==== 文本段落 ====
Document APIs之 Index API

文档API Document APIs

这个部分主要描述了以下的CRUD API

一 Single document APIs

1 Index API

index API 允许我们添加某种类型的JSON文档到特定的index ,并使之可搜索.

生成JSON文档

生成JSON文档的方式如下:

手动使用native byte[] or as a String
使用一个可以自动转换为对应JSON 的Map
使用第三方库如 Jackson序列化 beans
使用内置的 XContentFactory.jsonBuilder()

实际上, 每种方法都是转换成byte[] (so a String is converted to a byte[]). 所以如果一个对象已经是byte[] 就可直接使用. jsonBuilder是一个高度优化的可以直接创建一个byte[]的JSON 生成器.

各种生成JSON文档方法的具体说明

Manually

注意要根据日期格式对日期进行编码

String json = "{" +
        "\"user\":\"kimchy\"," +
        "\"postDate\":\"2013-01-30\"," +
        "\"message\":\"trying out Elasticsearch\"" +
    "}";

Using Map

Map<String, Object> json = new HashMap<String, Object>();
json.put("user","kimchy");
json.put("postDate",new Date());
json.put("message","trying out Elasticsearch");

序列化Beans

可以使用 Jackson 进行序列化.
要先添加Jackson Databind 到应用项目.然后使用ObjectMapper进行序列化

import com.fasterxml.jackson.databind.*;

// instance a json mapper
ObjectMapper mapper = new ObjectMapper(); // create once, reuse
// generate json
byte[] json = mapper.writeValueAsBytes(yourbeaninstance);

Use Elasticsearchhelpers

import static org.elasticsearch.common.xcontent.XContentFactory.*;

XContentBuilder builder = jsonBuilder()
    .startObject()
        .field("user", "kimchy")
        .field("postDate", new Date())
        .field("message", "trying out Elasticsearch")
    .endObject()

注意 : 你也可以用方法startArray(String)和 endArray()添加数组. field 方法可以接受很多类型的对象. 你可以直接传入数据, 日期甚至其他XContentBuilder 对象.

如果你想查看生产的JSON内容,你可以使用方法string()

String json = builder.string();

应用实例

以下演示在index为twitter ;类型为 tweet; id为1 加入一个JSON文档

import static org.elasticsearch.common.xcontent.XContentFactory.*;

IndexResponse response = client.prepareIndex("twitter", "tweet", "1")
        .setSource(jsonBuilder()
                    .startObject()
                        .field("user", "kimchy")
                        .field("postDate", new Date())
                        .field("message", "trying out Elasticsearch")
                    .endObject()
                  )
        .get();

你可以以一个json string的形式加入json文档,此时你不需要给出id

String json = "{" +
        "\"user\":\"kimchy\"," +
        "\"postDate\":\"2013-01-30\"," +
        "\"message\":\"trying out Elasticsearch\"" +
    "}";

IndexResponse response = client.prepareIndex("twitter", "tweet")
        .setSource(json)
        .get();

IndexResponse 对象会反馈一个报告

// Index name
String _index = response.getIndex();
// Type name
String _type = response.getType();
// Document ID (generated or not)
==== 所示数据 ====
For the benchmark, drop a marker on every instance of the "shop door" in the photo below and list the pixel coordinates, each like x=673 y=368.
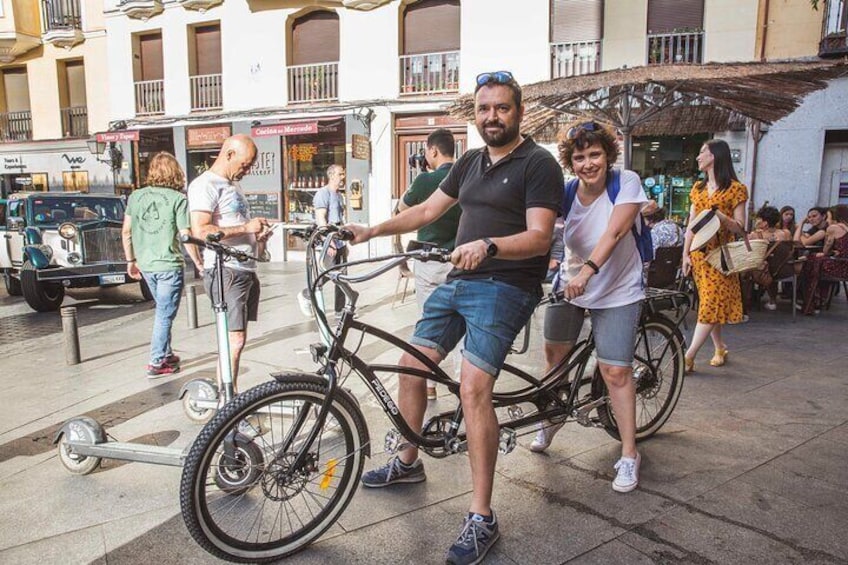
====
**简短练习 1:** 请逐字重新输入 Index API 说明中从“手动使用native byte[] or”开始、到“就可直接使用. jsonBuilder是一个高度优化的可以直接创建一个byte[]的JSON 生成器.”结束的部分。
**简短练习 2:** 请将 Index API 说明中以“实际上, 每种方法都是转换成byte[]”开头的段落改写为要点列表，并保留其主要事实。

**正确答案 1:**
手动使用native byte[] or as a String
使用一个可以自动转换为对应JSON 的Map
使用第三方库如 Jackson序列化 beans
使用内置的 XContentFactory.jsonBuilder()

实际上, 每种方法都是转换成byte[] (so a String is converted to a byte[]). 所以如果一个对象已经是byte[] 就可直接使用. jsonBuilder是一个高度优化的可以直接创建一个byte[]的JSON 生成器.

**正确答案 2:**
- 每种生成 JSON 文档的方法最终都会转换成 byte[]，String 也会被转换为 byte[]。
- 如果一个对象已经是 byte[]，即可直接使用。
- jsonBuilder 是一个高度优化的 JSON 生成器，可以直接创建 byte[]。